## YOUR INSTRUCTIONS
Render every line of the material below as a JSON list of strings, one string per line, skipping any blank lines.

## Records excerpted from a collection
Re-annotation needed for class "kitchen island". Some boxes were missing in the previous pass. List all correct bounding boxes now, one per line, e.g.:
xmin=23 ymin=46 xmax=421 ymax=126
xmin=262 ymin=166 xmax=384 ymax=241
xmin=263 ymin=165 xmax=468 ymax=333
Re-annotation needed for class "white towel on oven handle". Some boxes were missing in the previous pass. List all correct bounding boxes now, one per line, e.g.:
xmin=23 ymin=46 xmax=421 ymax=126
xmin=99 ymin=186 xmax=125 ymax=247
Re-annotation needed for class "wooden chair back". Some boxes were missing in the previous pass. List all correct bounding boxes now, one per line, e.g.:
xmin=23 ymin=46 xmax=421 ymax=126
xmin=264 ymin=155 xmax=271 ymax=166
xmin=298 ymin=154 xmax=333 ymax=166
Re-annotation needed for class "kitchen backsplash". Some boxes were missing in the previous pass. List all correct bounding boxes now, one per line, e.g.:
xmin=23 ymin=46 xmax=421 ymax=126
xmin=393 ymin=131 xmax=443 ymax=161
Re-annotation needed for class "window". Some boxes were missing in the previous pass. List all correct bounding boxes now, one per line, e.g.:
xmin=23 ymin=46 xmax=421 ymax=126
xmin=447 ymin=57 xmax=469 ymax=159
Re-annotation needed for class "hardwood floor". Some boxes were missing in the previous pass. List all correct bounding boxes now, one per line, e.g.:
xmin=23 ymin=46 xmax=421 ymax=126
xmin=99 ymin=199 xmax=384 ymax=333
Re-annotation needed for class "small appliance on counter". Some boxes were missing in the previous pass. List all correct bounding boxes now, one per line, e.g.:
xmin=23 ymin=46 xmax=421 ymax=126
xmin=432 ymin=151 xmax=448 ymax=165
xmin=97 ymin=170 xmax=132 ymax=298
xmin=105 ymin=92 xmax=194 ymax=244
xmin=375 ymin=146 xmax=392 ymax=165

## RESPONSE TO THE TASK
[
  "Re-annotation needed for class \"kitchen island\". Some boxes were missing in the previous pass. List all correct bounding boxes now, one per line, e.g.:",
  "xmin=23 ymin=46 xmax=421 ymax=126",
  "xmin=262 ymin=166 xmax=384 ymax=241",
  "xmin=263 ymin=165 xmax=468 ymax=333",
  "Re-annotation needed for class \"white towel on oven handle\". Some boxes were missing in the previous pass. List all correct bounding boxes now, one per line, e.g.:",
  "xmin=23 ymin=46 xmax=421 ymax=126",
  "xmin=99 ymin=186 xmax=125 ymax=247",
  "Re-annotation needed for class \"wooden chair back\". Some boxes were missing in the previous pass. List all correct bounding boxes now, one per line, e.g.:",
  "xmin=23 ymin=46 xmax=421 ymax=126",
  "xmin=264 ymin=155 xmax=271 ymax=166",
  "xmin=298 ymin=154 xmax=333 ymax=166",
  "Re-annotation needed for class \"kitchen backsplash\". Some boxes were missing in the previous pass. List all correct bounding boxes now, one per line, e.g.:",
  "xmin=23 ymin=46 xmax=421 ymax=126",
  "xmin=393 ymin=131 xmax=443 ymax=161",
  "Re-annotation needed for class \"window\". Some boxes were missing in the previous pass. List all correct bounding boxes now, one per line, e.g.:",
  "xmin=23 ymin=46 xmax=421 ymax=126",
  "xmin=447 ymin=57 xmax=469 ymax=159",
  "Re-annotation needed for class \"hardwood floor\". Some boxes were missing in the previous pass. List all correct bounding boxes now, one per line, e.g.:",
  "xmin=23 ymin=46 xmax=421 ymax=126",
  "xmin=99 ymin=199 xmax=384 ymax=333",
  "Re-annotation needed for class \"small appliance on counter\". Some boxes were missing in the previous pass. List all correct bounding boxes now, one per line, e.g.:",
  "xmin=23 ymin=46 xmax=421 ymax=126",
  "xmin=432 ymin=151 xmax=448 ymax=165",
  "xmin=97 ymin=170 xmax=132 ymax=298",
  "xmin=105 ymin=92 xmax=194 ymax=244",
  "xmin=375 ymin=146 xmax=392 ymax=165"
]